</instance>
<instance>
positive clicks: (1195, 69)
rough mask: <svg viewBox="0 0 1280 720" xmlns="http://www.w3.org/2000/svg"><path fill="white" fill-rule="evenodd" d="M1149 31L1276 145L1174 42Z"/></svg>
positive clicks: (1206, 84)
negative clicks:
+---+
TO DO:
Everything above, from first entry to last, must be reproduced exactly.

TASK ANSWER:
</instance>
<instance>
positive clicks: (1195, 69)
rough mask: <svg viewBox="0 0 1280 720" xmlns="http://www.w3.org/2000/svg"><path fill="white" fill-rule="evenodd" d="M1149 31L1276 145L1174 42Z"/></svg>
positive clicks: (1206, 84)
negative clicks:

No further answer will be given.